## Assignment
If a record holds a picture, drop the picture and return the rest of the record word for word.

## Stored data
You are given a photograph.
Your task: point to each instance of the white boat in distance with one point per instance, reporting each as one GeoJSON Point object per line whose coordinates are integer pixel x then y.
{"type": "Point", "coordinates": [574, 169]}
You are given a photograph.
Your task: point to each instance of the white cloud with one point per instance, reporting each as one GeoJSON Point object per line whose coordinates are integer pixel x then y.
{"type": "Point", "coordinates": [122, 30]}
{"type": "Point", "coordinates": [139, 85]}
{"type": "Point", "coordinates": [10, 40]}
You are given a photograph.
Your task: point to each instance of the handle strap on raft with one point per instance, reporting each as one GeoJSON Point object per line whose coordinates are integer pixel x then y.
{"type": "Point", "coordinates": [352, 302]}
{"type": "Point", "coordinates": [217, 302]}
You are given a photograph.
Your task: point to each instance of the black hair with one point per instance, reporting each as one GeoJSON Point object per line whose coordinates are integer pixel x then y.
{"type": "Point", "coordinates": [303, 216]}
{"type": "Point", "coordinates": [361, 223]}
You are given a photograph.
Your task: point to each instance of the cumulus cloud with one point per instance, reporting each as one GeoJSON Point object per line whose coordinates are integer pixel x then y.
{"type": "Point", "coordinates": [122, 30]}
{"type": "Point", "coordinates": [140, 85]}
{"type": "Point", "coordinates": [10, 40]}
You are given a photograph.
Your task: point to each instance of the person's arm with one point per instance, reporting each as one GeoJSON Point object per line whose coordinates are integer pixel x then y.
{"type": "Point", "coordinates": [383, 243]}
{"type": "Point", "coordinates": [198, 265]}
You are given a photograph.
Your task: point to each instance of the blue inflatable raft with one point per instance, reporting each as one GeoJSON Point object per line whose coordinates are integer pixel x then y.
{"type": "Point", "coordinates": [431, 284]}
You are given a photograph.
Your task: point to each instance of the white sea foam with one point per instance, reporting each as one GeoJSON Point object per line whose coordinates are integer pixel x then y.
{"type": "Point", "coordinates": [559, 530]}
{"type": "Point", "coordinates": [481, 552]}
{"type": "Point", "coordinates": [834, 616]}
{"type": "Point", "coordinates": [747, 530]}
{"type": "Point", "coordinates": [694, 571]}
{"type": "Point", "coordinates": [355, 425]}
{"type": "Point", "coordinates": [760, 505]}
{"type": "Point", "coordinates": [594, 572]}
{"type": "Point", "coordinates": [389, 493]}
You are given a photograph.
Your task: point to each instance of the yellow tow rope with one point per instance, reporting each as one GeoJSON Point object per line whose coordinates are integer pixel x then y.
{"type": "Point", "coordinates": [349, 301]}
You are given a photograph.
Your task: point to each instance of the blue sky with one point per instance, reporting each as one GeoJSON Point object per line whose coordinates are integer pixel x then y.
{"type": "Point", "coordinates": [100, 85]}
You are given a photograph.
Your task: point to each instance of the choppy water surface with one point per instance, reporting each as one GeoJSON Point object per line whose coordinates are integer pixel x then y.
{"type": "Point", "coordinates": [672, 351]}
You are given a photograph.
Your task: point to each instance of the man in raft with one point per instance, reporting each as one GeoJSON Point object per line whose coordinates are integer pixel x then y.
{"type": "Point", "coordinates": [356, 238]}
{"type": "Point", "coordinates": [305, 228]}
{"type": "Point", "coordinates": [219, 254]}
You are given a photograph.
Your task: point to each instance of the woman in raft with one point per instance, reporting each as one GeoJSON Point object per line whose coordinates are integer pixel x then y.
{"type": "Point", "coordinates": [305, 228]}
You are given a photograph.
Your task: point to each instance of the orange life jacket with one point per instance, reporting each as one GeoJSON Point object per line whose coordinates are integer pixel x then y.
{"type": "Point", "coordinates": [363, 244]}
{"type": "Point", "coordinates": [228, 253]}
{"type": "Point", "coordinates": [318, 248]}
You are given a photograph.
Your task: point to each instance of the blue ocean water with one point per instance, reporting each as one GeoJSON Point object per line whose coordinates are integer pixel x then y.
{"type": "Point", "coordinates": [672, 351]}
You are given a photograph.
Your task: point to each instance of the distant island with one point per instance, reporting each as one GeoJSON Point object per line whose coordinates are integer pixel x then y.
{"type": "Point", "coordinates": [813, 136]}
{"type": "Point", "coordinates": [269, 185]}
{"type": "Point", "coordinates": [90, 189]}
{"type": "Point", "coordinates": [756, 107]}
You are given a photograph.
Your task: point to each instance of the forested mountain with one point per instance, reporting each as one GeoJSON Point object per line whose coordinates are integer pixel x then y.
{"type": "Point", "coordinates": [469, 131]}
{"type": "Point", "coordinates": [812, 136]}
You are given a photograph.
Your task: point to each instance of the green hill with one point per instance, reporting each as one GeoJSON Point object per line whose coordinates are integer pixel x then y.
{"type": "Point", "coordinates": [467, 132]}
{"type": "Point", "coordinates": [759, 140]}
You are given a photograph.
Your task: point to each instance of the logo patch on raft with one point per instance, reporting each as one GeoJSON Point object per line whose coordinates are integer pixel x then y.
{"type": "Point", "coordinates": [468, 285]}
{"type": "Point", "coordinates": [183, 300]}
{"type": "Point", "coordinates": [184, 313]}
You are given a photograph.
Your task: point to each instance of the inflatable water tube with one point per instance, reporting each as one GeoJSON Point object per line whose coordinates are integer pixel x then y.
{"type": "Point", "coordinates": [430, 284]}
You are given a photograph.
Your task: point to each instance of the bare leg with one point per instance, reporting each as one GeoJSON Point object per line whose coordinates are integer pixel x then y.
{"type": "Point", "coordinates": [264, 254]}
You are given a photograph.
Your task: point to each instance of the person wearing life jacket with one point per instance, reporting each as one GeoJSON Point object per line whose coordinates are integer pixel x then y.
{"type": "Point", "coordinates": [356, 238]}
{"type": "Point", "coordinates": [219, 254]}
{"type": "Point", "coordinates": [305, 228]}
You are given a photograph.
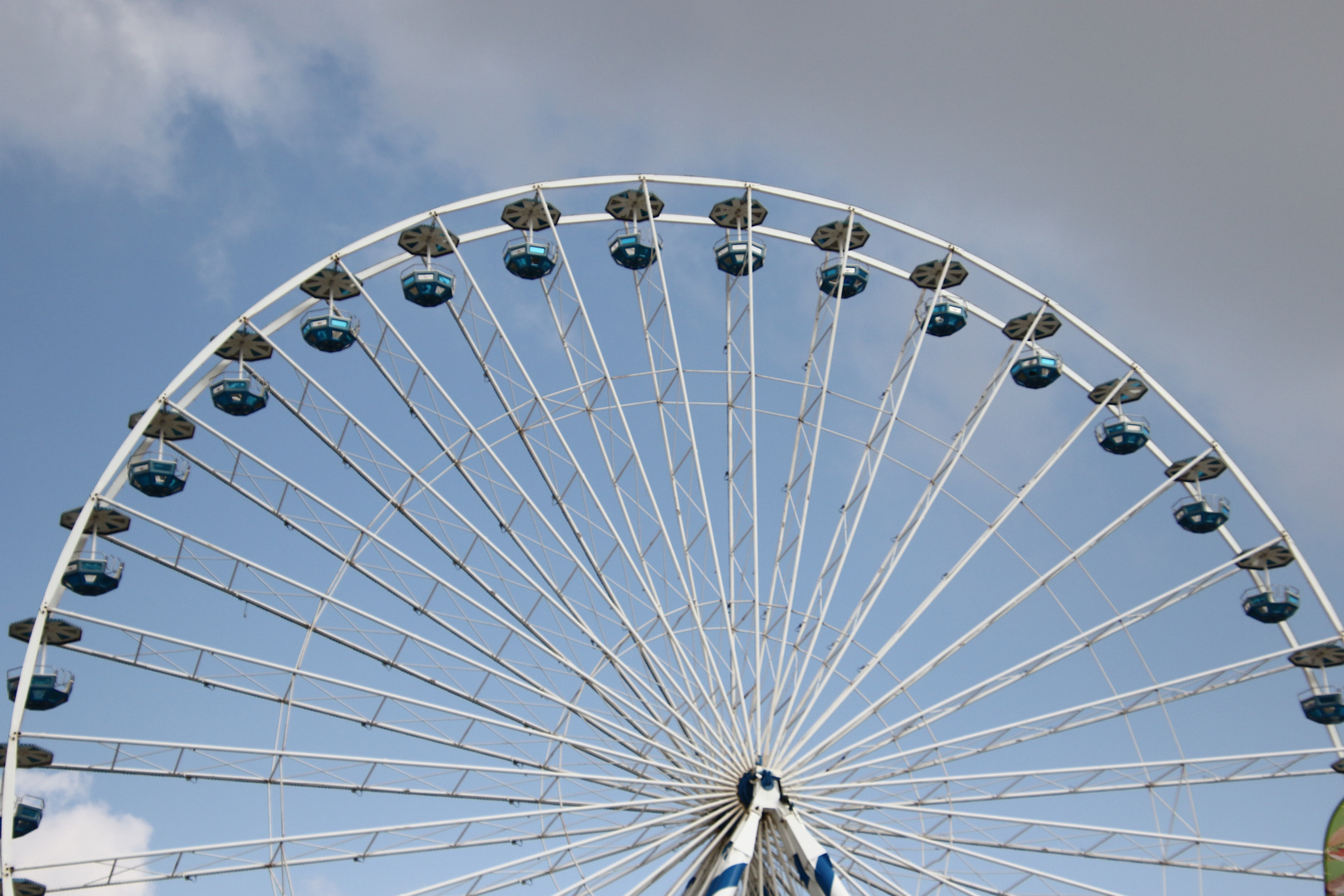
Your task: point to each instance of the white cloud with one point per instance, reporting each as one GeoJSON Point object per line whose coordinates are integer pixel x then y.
{"type": "Point", "coordinates": [104, 85]}
{"type": "Point", "coordinates": [77, 826]}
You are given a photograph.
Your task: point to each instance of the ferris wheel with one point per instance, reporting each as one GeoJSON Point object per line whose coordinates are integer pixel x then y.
{"type": "Point", "coordinates": [601, 536]}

## Exercise answer
You are given a photograph.
Your task: point to each instance of the white boat in distance with one point per instance, reporting each as one GeoJSON Point object per line whose coordinates are integer pixel x then y.
{"type": "Point", "coordinates": [574, 169]}
You are given a photograph.
Your task: point to each instance of the white cloud with one point per instance, reporting each as one GeoJSON Point object per line whose coordinates are integer pixel x then y.
{"type": "Point", "coordinates": [122, 30]}
{"type": "Point", "coordinates": [139, 85]}
{"type": "Point", "coordinates": [10, 40]}
You are given a photograph.
Your task: point to each instance of the handle strap on raft with one point per instance, reporting each as one GeoJSON Point object per line whose coordinates are integer pixel x then y.
{"type": "Point", "coordinates": [352, 302]}
{"type": "Point", "coordinates": [217, 302]}
You are given a photograph.
Your task: point to each instance of the black hair with one point per instance, reporting each as one GeoJSON Point object per line whose coordinates are integer pixel x then y.
{"type": "Point", "coordinates": [303, 216]}
{"type": "Point", "coordinates": [361, 223]}
You are given a photograph.
Your task: point to each instance of the cumulus cloud with one point per instance, reporting each as one GeoJSON Point object per line whose coordinates are integer pixel x then y.
{"type": "Point", "coordinates": [122, 30]}
{"type": "Point", "coordinates": [140, 85]}
{"type": "Point", "coordinates": [10, 40]}
You are given a photograph.
Your task: point to each instance of the person's arm with one point per instance, reporting each as one GeoJSON Point object per line whose coordinates are integer pixel x then y.
{"type": "Point", "coordinates": [383, 243]}
{"type": "Point", "coordinates": [198, 265]}
You are given a photograph.
Your task: point to each instance of the blue inflatable raft with one point per instance, reporting each as one GeoJSON Point object per line whose coordinates are integer pixel x then y.
{"type": "Point", "coordinates": [431, 284]}
You are given a photograph.
Your task: point to each instance of the white sea foam with one point per instance, reporting each as one GeoJSON Point object per line whose coordinates are integer pixel x then y.
{"type": "Point", "coordinates": [559, 530]}
{"type": "Point", "coordinates": [481, 552]}
{"type": "Point", "coordinates": [834, 616]}
{"type": "Point", "coordinates": [747, 530]}
{"type": "Point", "coordinates": [694, 571]}
{"type": "Point", "coordinates": [355, 425]}
{"type": "Point", "coordinates": [760, 505]}
{"type": "Point", "coordinates": [594, 572]}
{"type": "Point", "coordinates": [389, 493]}
You are given a photograph.
Your task: point to each instance of the yellow tow rope with one point per instance, reporting each as one GeoJSON Point object per line whose coordinates are integer pixel x then y.
{"type": "Point", "coordinates": [349, 301]}
You are given a photograph.
Your task: point to each instance of the blue sky with one point per instance, reporting each as one GeoJSON Point object per line whose coordinates are integer pixel x then y.
{"type": "Point", "coordinates": [100, 85]}
You are given a photograph.
Your task: point to each instance of the choppy water surface with one point per instance, reporting each as one GeoJSON Point object per line whose coordinates are integer pixel x then y.
{"type": "Point", "coordinates": [672, 351]}
You are given a photograph.
Your task: point to each instance of the man in raft with one point per instance, reporting each as one GeoJSON Point object per line whose coordinates are integer pixel x then y.
{"type": "Point", "coordinates": [356, 238]}
{"type": "Point", "coordinates": [305, 228]}
{"type": "Point", "coordinates": [219, 254]}
You are given a photograph.
Your task: point to each instance of the woman in raft with one point per instance, reporting each as one GeoJSON Point object per line whose coordinates are integer pixel x then y.
{"type": "Point", "coordinates": [305, 228]}
You are given a photograph.
Your task: point to each instance of the orange life jacket with one point per instance, reporting each as one GeoJSON Point object per line whose coordinates are integer pixel x then y.
{"type": "Point", "coordinates": [363, 244]}
{"type": "Point", "coordinates": [228, 253]}
{"type": "Point", "coordinates": [318, 248]}
You are given a photograph.
Your task: point to each instance of the blue ocean water with one point per instance, reporting each as one GeoJSON Point object per line whose coordinates are integer pixel x then y.
{"type": "Point", "coordinates": [672, 351]}
You are given a photograph.
Your task: point to each instance of the distant island with one point per instance, reporting each as one GeoJSON Point object per line whose coordinates are integer pixel x then y.
{"type": "Point", "coordinates": [813, 136]}
{"type": "Point", "coordinates": [269, 185]}
{"type": "Point", "coordinates": [90, 189]}
{"type": "Point", "coordinates": [756, 107]}
You are given a photograph.
Your task: point to each instance of the forested mountain with one point per instance, reporting each as one GeoJSON Point object per line whose coordinates are integer pixel x then y.
{"type": "Point", "coordinates": [469, 131]}
{"type": "Point", "coordinates": [812, 136]}
You are given a photograph.
Your task: point to each instance of the green hill with one point per instance, reporting each as one GeoJSON Point object per line whose coordinates are integer pixel x then y.
{"type": "Point", "coordinates": [467, 132]}
{"type": "Point", "coordinates": [759, 140]}
You are given a photograph.
Your task: point to each instance of the logo patch on raft with one point per instance, reporting each as one GeoJSON Point object per line whose coordinates are integer pixel x then y.
{"type": "Point", "coordinates": [468, 285]}
{"type": "Point", "coordinates": [183, 300]}
{"type": "Point", "coordinates": [184, 313]}
You are given a photograph.
Your task: point to each instance of the inflatable water tube with one point per instance, reporting each as one GeoJSON Point object per line whose coordinates are integer pixel x then y.
{"type": "Point", "coordinates": [430, 284]}
You are given a photograph.
Your task: point to each instance of the bare leg with one point per instance, reporting each as one GeoJSON Point object per line whose coordinates are integer pixel x then y.
{"type": "Point", "coordinates": [264, 254]}
You are given a photograph.
Your task: point to each instance of the person wearing life jacket with one point per instance, reporting each as one GeoJSON Point object per line whose coordinates are integer pixel x then y.
{"type": "Point", "coordinates": [356, 238]}
{"type": "Point", "coordinates": [219, 254]}
{"type": "Point", "coordinates": [305, 228]}
You are given a photograph.
Your task: point to each instance of the white cloud with one point per instance, reporting each as one GeoJSON Point object per line whose coordinates are integer pixel x then y.
{"type": "Point", "coordinates": [104, 85]}
{"type": "Point", "coordinates": [77, 826]}
You are given a photograph.
Your task: point to each instance of the ferris wheel with one point per instance, reporting each as one GeoJSON Point object per line whose coordinates are integer pixel x then y.
{"type": "Point", "coordinates": [601, 536]}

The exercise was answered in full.